== What is needed ==
Continue the passage on impulsive sound noise reduction, beginning after its final sentence describing FIG. 9.

== Passage shown ==
The above-described condition (4) may be determined as, for example, 60% of frequency components having a high frequency with respect to, for example, a sum total of frequency components of a frequency spectrum.
In this case, the impulsive sound noise reduction processing section 252 considers all the sums of frequency components of the first frequency spectrum as 100%, and does not compare 40% of frequency components (f1, f2, . . . ) having a low frequency with those of the second frequency spectrum. The impulsive sound noise reduction processing section 252 compares 60% of frequency components (f9, f8, . . . ) having a high frequency with those of the second frequency spectrum.
Thereby, it is possible to prevent deterioration in a target sound for the frequency components having a low frequency in the frequency spectrum.
Next, an example of the operation-start-timing detected by the timing signal detection section 191 will be described with reference to FIGS. 9 and 10.
FIG. 9 is a diagram illustrating an example of the output of the AF encoder 117 and the microphone audio signal output by the microphone 230.

== Recorded information ==
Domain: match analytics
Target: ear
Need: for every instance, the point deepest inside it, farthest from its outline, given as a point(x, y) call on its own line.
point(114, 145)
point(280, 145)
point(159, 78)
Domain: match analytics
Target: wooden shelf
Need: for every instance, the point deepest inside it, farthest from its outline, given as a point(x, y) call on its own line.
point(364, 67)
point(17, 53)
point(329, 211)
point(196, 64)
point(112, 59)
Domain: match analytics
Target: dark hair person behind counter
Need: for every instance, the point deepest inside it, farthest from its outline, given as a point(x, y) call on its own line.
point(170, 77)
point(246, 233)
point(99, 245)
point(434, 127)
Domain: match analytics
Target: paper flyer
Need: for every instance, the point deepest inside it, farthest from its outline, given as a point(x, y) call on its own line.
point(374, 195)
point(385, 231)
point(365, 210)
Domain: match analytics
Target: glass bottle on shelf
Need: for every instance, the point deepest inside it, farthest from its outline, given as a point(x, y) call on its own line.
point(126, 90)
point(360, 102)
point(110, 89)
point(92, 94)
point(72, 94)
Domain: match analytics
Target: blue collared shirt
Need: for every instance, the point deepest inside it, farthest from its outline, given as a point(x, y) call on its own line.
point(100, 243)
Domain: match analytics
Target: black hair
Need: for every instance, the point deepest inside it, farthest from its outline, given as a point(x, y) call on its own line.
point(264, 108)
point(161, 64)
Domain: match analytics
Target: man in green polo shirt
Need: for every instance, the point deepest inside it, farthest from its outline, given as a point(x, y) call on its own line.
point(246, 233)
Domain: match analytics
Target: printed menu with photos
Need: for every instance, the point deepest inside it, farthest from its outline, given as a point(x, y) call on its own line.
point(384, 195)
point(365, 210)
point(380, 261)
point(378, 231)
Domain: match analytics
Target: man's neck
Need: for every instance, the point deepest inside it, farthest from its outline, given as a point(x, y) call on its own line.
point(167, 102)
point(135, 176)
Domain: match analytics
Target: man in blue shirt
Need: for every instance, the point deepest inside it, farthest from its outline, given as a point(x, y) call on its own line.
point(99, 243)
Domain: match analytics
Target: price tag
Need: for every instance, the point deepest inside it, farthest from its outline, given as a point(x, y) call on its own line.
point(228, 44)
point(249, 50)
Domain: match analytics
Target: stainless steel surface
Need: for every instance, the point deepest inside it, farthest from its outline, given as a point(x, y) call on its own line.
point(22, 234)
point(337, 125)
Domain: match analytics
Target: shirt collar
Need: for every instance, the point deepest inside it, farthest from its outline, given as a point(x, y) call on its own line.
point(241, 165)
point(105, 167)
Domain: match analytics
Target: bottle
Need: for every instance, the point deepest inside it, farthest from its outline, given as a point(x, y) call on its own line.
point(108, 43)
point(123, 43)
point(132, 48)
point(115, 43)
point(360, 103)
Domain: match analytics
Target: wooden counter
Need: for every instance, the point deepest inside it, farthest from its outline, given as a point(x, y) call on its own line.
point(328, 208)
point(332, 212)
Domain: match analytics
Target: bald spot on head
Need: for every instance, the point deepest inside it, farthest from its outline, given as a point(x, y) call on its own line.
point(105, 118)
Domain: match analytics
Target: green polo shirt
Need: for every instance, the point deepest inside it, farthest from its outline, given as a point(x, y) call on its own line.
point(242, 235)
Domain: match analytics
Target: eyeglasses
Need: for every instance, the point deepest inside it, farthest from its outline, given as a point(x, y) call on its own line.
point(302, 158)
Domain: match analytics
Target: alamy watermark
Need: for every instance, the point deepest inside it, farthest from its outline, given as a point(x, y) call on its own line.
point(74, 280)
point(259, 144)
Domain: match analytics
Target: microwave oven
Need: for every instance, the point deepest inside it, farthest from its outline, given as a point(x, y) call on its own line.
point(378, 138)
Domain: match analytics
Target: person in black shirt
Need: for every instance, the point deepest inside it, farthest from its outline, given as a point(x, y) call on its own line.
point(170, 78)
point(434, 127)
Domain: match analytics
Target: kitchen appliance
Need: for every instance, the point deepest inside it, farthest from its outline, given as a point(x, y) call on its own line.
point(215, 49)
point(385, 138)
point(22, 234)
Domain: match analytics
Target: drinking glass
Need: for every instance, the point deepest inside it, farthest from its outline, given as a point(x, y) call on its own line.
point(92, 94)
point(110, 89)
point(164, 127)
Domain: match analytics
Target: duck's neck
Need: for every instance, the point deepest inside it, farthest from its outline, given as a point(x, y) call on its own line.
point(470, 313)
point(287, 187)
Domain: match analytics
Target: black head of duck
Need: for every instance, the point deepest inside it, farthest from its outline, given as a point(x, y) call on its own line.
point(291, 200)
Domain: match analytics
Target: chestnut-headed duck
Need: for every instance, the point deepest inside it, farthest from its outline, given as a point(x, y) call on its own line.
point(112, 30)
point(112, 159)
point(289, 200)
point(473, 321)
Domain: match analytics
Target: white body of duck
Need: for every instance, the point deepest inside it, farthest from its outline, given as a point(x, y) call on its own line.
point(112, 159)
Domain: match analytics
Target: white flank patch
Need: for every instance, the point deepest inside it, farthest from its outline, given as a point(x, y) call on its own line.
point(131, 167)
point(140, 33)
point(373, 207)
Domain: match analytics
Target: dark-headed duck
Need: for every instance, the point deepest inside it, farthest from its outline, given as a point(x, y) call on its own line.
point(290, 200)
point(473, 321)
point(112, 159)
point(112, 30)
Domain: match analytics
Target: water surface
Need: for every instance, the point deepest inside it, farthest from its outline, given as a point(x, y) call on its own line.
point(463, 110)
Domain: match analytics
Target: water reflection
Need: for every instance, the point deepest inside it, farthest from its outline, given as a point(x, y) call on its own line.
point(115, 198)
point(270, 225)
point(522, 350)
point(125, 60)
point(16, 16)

---

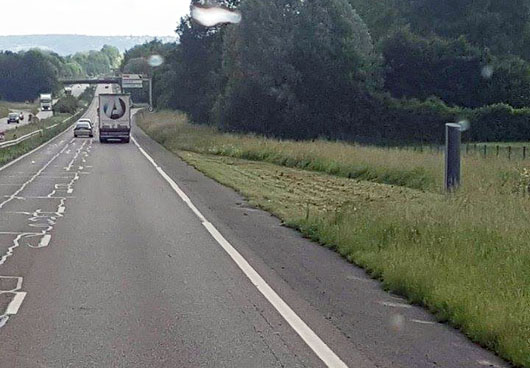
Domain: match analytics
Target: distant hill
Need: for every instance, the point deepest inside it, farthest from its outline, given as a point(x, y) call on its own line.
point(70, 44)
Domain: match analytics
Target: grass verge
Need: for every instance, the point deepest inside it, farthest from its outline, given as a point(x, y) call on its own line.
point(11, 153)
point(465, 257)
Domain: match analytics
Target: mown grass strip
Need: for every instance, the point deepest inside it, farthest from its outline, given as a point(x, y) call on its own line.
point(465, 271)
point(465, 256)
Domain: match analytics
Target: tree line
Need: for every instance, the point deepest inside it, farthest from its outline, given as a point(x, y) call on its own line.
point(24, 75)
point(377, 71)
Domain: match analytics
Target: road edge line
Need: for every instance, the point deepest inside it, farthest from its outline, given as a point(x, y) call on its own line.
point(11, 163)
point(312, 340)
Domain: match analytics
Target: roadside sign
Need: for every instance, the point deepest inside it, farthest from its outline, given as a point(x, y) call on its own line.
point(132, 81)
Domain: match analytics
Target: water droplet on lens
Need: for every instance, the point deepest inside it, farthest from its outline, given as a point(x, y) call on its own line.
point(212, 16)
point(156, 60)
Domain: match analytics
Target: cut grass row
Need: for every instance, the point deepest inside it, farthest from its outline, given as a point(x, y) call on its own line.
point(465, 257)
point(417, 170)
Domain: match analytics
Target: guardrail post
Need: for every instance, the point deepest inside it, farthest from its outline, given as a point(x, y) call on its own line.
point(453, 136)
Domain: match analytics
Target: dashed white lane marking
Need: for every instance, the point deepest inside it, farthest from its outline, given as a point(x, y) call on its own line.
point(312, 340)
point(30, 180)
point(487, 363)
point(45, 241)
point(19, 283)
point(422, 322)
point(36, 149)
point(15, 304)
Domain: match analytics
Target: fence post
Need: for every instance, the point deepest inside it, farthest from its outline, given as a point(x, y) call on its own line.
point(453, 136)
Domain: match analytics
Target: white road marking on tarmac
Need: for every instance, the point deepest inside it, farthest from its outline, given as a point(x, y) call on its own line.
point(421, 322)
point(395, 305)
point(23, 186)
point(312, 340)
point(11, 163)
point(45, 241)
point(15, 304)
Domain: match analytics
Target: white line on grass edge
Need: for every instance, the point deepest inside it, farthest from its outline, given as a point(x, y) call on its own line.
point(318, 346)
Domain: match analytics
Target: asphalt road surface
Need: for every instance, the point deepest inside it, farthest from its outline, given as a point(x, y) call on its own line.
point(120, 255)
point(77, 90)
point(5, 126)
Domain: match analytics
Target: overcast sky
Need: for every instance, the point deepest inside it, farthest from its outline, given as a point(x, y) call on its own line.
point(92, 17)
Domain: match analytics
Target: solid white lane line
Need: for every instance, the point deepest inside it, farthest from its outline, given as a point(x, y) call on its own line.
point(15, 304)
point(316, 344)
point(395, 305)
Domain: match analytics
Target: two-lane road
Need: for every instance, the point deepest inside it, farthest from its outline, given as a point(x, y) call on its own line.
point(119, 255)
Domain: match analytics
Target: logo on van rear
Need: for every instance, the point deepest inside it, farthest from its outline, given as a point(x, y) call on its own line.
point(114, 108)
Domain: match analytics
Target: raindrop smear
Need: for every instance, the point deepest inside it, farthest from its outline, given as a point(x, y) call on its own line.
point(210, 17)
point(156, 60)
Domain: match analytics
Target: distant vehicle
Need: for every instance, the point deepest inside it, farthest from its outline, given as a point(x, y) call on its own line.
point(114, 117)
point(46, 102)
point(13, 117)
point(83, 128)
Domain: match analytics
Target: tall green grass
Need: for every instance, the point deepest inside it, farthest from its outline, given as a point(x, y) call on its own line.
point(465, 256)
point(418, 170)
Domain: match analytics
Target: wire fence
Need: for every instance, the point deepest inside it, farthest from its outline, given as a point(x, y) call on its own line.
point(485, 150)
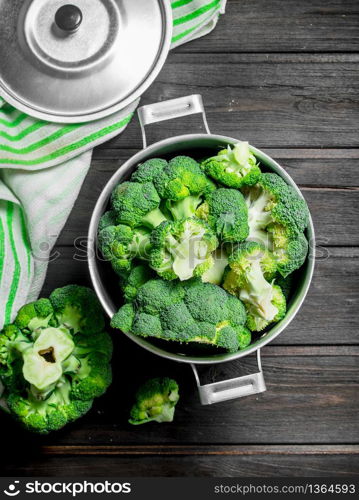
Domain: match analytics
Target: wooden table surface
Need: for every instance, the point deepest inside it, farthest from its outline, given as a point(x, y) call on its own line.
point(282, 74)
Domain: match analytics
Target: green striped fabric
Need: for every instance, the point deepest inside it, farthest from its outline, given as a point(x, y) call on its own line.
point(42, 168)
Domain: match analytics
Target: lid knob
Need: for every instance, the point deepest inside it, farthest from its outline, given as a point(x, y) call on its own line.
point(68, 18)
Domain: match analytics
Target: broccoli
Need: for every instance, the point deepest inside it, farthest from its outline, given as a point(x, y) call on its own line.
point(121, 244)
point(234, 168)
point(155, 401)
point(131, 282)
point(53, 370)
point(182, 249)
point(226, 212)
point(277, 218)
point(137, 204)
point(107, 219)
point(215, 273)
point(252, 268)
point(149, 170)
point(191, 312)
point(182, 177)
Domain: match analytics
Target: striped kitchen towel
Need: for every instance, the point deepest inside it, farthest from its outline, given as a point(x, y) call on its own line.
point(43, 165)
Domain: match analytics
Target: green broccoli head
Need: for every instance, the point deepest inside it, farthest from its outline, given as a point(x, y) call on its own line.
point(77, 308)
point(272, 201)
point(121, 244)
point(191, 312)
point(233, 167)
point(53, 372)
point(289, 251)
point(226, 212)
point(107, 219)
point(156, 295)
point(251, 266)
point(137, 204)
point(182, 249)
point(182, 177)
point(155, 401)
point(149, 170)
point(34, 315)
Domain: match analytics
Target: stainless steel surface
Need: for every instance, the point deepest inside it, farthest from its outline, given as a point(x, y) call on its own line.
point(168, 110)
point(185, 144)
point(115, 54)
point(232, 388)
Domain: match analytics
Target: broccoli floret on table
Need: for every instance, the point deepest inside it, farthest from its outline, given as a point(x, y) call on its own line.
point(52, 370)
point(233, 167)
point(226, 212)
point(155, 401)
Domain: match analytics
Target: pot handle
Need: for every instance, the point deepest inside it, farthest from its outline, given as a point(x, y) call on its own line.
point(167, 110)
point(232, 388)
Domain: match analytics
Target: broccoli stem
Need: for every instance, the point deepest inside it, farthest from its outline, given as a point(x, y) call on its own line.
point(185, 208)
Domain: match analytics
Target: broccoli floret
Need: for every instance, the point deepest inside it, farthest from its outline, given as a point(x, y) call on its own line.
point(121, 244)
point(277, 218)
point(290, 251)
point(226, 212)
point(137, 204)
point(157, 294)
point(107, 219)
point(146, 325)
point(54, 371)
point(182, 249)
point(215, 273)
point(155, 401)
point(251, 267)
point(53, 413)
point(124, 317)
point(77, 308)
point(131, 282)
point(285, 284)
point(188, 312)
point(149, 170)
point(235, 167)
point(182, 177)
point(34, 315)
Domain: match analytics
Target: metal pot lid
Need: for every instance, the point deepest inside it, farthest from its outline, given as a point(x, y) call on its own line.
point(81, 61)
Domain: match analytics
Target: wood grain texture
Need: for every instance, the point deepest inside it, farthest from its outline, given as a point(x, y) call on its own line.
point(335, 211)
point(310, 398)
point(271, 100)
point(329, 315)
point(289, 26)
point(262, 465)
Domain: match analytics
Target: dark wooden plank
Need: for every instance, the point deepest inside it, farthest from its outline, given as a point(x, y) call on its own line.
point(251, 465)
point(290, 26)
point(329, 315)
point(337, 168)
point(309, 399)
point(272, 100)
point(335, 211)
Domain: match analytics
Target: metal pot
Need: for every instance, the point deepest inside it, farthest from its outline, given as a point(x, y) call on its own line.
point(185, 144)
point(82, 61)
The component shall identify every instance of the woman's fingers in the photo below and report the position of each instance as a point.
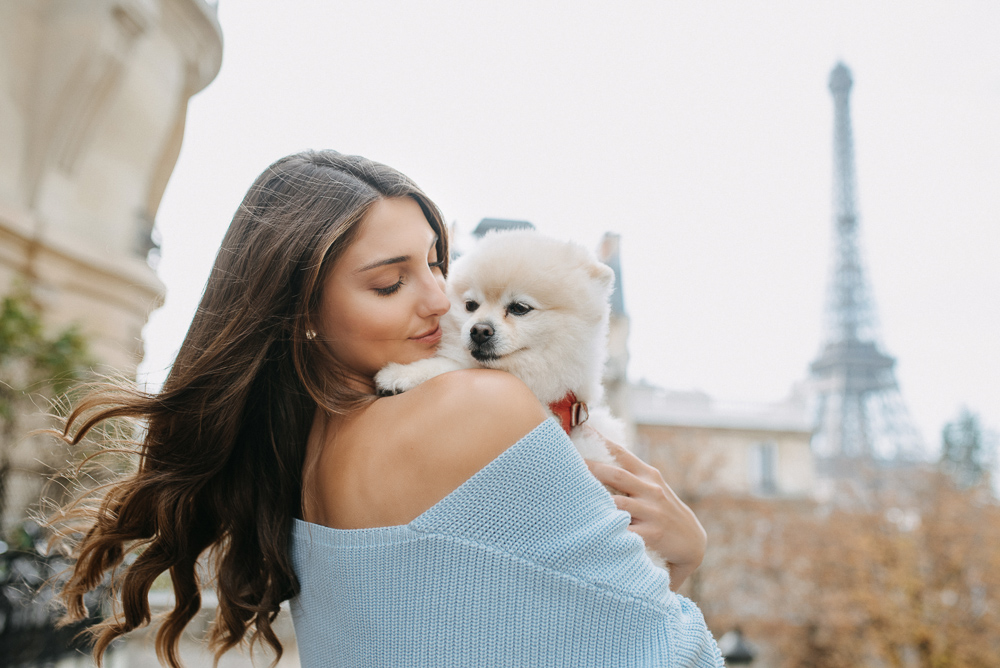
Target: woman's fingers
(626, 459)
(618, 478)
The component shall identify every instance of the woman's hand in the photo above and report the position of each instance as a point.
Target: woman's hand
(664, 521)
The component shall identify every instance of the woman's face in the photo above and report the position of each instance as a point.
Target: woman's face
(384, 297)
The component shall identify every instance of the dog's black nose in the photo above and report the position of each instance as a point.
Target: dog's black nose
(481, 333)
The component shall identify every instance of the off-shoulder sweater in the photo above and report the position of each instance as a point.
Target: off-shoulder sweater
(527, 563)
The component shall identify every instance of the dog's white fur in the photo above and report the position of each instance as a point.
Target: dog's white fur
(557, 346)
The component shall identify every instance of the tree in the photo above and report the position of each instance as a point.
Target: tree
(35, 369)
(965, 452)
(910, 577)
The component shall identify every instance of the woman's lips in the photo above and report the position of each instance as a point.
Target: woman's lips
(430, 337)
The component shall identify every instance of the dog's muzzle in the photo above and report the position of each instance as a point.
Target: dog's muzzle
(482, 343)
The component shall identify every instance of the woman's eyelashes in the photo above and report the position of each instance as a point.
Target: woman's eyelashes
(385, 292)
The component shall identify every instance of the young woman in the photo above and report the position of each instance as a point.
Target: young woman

* * *

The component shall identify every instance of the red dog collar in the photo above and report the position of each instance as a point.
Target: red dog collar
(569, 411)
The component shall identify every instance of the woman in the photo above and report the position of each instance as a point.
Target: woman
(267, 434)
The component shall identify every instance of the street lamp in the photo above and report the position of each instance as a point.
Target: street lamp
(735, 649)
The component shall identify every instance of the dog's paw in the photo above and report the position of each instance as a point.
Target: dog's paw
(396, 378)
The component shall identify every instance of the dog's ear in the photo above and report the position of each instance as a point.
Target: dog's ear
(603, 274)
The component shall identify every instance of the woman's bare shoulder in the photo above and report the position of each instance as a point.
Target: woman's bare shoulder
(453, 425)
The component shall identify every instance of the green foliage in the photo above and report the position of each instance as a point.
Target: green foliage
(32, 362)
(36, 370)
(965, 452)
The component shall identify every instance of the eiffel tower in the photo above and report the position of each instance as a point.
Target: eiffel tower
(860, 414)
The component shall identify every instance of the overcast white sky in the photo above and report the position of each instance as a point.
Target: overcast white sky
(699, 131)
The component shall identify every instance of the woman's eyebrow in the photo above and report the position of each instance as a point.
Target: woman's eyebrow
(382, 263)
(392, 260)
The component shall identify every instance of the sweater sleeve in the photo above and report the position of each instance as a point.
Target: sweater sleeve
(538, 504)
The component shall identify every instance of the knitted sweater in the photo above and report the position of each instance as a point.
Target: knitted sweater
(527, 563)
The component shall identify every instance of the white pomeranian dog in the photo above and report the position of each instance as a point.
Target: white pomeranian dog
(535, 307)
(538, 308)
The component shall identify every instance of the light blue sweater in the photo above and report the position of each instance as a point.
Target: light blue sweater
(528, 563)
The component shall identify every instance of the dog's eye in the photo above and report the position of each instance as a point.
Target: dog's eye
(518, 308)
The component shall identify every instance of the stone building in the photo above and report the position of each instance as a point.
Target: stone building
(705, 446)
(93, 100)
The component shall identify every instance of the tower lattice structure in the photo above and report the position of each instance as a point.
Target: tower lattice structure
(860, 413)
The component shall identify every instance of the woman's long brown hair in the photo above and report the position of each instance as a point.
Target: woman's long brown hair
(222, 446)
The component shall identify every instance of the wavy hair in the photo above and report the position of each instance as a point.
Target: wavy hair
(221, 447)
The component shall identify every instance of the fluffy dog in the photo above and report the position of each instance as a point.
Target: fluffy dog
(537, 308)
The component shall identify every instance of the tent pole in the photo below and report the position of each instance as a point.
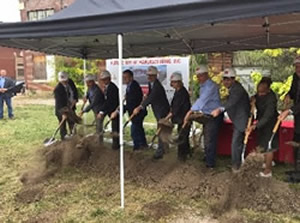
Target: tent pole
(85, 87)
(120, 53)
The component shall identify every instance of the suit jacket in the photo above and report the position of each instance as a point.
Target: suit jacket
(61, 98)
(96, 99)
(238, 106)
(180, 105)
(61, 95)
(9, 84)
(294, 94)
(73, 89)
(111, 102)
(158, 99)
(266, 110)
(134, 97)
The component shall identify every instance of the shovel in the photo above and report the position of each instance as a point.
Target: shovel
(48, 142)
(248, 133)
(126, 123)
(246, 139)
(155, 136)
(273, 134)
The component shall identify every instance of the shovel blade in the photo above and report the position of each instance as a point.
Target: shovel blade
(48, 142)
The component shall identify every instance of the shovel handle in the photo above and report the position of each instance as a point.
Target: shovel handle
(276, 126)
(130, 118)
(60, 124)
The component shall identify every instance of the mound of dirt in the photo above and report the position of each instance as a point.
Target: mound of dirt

== Solved problem ==
As shown in FIG. 9, a description will be made of an example of the case where a time period when the output of the AF encoder 117 repeats a high level and a low level is determined as a time period when an operation sound is generated by the operation unit.
In this case, a time point when the output of the AF encoder 117 initially becomes a high level is an operation-start-timing t1. Therefore, a time period when an impulsive sound is generated is started from the time point t1. In addition, a time point when the output of the AF encoder 117 finally becomes a high level and then returns to a low level is an operation-stop-timing t2. Therefore, a time period when the impulsive sound is generated is started from the time point t2.
However, in this case, there are cases where the output of the AF encoder 117 may be deviated from an actual operation-start-timing of a driving system of the AF lens 112 due to influence of backlash of the driving system (gear train or the like) of the AF lens 112. This case will be described with reference to FIG. 10. FIG. 10 is a diagram illustrating another example of the output of the AF encoder 117 and the microphone audio signal output by the microphone 230.
As shown in FIG. 10, an actual operation-start-timing of the driving system of the AF lens 112 is generated earlier (past) than the time period when the output of the AF encoder 117 repeats a high level and a low level in the time axis direction. In this case, the operation-start-timing is a time point t3, and the impulsive sound is generated within a certain time period from the time point t3.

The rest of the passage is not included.